▶ [Supplied material]
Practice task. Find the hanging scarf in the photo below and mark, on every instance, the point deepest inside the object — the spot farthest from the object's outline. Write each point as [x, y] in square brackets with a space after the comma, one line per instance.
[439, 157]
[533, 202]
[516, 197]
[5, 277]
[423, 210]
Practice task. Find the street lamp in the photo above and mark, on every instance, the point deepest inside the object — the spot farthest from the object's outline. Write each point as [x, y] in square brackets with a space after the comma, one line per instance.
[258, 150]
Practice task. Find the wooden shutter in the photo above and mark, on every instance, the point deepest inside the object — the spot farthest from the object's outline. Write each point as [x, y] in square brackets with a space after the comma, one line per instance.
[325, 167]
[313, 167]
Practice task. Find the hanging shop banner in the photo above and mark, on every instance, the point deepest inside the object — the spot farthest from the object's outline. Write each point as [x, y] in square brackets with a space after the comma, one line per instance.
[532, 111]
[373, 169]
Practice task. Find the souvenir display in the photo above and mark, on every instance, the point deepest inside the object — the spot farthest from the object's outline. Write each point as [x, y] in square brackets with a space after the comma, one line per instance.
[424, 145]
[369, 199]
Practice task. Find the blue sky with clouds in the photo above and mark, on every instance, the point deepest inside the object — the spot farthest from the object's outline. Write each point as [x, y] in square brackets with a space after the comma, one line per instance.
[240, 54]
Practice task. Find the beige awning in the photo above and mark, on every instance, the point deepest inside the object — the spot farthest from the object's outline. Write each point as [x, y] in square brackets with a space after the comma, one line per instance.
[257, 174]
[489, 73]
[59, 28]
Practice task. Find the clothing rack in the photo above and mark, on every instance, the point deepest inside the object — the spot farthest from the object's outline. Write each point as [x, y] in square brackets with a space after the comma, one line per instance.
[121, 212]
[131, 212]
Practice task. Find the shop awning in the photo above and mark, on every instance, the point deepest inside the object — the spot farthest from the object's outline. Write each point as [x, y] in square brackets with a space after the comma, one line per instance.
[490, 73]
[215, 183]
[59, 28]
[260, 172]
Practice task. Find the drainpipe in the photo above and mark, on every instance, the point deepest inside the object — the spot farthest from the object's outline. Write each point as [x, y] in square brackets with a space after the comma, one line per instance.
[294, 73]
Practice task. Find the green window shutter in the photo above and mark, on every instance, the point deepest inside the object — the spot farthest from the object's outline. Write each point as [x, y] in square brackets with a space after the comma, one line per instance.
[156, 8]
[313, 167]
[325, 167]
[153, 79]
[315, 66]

▶ [Exercise directions] Starting at the line that contains "Practice task. Find the green" and ending at the last line of the rows, write out every line again, instruction lines included. Multiply each x and y coordinate in the answer points by 0.3, rounding to whole numbers with halves rounded up.

▶ [Problem solution]
Practice task. Find the green window shutter in the photo above and mark, on every instance, the point deepest inside the object — the spot farthest from the object's outline. Write each point as [x, y] in square brackets with a space after the comma, one line per instance.
[47, 2]
[94, 50]
[98, 50]
[46, 24]
[95, 20]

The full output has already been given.